● Prompt
Transcribe only what runs from the line including "I need to find the on-screen element for the license" through the last line of the entries, exactly as it appears.

● Saved data entries
#####
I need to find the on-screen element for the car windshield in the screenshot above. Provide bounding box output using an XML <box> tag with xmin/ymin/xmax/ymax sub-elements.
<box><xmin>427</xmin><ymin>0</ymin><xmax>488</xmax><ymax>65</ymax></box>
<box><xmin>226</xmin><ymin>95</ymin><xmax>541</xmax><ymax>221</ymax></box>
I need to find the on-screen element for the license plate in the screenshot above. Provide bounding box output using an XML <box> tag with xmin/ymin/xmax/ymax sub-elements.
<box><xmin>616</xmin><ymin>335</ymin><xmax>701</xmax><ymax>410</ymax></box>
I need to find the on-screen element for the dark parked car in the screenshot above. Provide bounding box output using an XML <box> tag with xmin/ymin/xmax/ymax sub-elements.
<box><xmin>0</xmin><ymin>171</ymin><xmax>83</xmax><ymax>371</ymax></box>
#####
● Worked solution
I need to find the on-screen element for the license plate in the screenshot above. Provide bounding box output using an XML <box> tag with xmin/ymin/xmax/ymax sub-elements.
<box><xmin>616</xmin><ymin>335</ymin><xmax>701</xmax><ymax>410</ymax></box>
I need to find the on-screen element for the dark parked car in the screenshot above. Provide bounding box output using an XML <box> tag with xmin/ymin/xmax/ymax sub-elements.
<box><xmin>0</xmin><ymin>171</ymin><xmax>83</xmax><ymax>371</ymax></box>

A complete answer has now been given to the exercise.